* Position annotation records

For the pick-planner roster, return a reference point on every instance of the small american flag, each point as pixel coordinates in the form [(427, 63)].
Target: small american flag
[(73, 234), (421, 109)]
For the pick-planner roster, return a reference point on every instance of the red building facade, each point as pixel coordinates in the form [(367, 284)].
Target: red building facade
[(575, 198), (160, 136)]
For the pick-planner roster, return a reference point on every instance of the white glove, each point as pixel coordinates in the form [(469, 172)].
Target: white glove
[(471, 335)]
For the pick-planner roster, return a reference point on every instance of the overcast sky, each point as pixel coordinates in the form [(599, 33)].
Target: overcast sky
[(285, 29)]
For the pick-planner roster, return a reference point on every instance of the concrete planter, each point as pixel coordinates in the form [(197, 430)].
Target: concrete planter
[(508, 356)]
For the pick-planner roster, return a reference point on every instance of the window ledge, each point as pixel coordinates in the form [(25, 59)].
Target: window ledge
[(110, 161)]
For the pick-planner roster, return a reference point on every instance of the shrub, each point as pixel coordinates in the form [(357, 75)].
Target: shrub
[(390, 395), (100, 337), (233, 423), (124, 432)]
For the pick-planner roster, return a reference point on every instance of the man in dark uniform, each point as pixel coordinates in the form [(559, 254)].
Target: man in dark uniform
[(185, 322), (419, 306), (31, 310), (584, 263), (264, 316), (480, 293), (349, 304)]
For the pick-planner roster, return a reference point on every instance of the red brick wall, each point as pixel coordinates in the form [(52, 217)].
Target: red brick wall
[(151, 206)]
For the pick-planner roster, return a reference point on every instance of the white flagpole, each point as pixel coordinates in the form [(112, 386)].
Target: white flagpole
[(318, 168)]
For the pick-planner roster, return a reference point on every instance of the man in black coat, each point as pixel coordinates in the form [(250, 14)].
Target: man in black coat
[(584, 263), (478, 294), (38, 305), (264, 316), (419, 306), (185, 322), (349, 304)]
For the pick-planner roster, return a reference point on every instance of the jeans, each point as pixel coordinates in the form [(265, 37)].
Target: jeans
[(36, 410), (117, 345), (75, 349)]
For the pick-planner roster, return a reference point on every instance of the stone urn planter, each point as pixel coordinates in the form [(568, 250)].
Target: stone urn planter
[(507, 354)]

* TASK DETAILS
Retype the entries one by one, exactly.

* TASK OUTPUT
For the pick-planner roster, return a reference point on every instance of the small american flag, each point as pixel coordinates in the form [(427, 63)].
Target: small american flag
[(73, 234), (421, 109)]
For the pick-planner roster, return a reference point on every instance of the red building facade, each point as pixel coordinates in the form [(367, 284)].
Target: red building facade
[(575, 198), (160, 136)]
For the pick-planner roster, return a reference point on every instance of the white glove, each point as pixel coordinates in the form [(469, 172)].
Target: white glove
[(471, 335)]
For the pick-planner roster, return a reference point on every instance of the overcast sky, each point as pixel coordinates in the form [(599, 33)].
Target: overcast sky
[(285, 29)]
For the pick-planner roster, return a reference point on every instance of the concrete planter, each point as pixel coordinates in the form [(197, 430)].
Target: concrete planter
[(508, 356)]
For the pick-planner roster, return a reference point on every instance of the window ledge, each point as pixel coordinates in the form [(25, 59)].
Target: window ledge
[(110, 161)]
For the pick-planner roster, return a reference point on every instance of the shrub, each point as pixel coordinates in the form [(357, 75)].
Target: shrub
[(390, 395), (100, 337), (233, 423), (124, 432)]
For the pick-planner roster, return a reference point on every instance of the man in dark uniform, each point as pixel coordinates in the form [(559, 254)].
Target: man in dark uniform
[(185, 322), (419, 306), (31, 310), (584, 263), (264, 316), (480, 293), (349, 304)]
For the pick-planner roster, return a reference point on every instance of the red brick wall, each point as pixel coordinates in the form [(52, 217)].
Target: red brick wall
[(151, 206)]
For the pick-planner roster, return a reference point on every instance of the white flagpole, each point as pixel coordinates in the form [(112, 386)].
Target: white flagpole
[(318, 168)]
For the pick-planner roster, return a reference point on every instance of the man in black coat, each point as pixel coordinates in the form [(250, 14)].
Target: man in black coat
[(584, 263), (478, 294), (38, 305), (264, 316), (419, 306), (185, 322), (349, 304)]
For the pick-planner roster, return a reference point on every instance of the jeans, each point as pixel coordinates in the form [(265, 37)].
Target: jeans
[(36, 410), (117, 345), (75, 349)]
For the pick-planner roster, return a reference point on every instance of the stone urn planter, each point as pixel coordinates in the form [(568, 250)].
Target: stone urn planter
[(507, 354)]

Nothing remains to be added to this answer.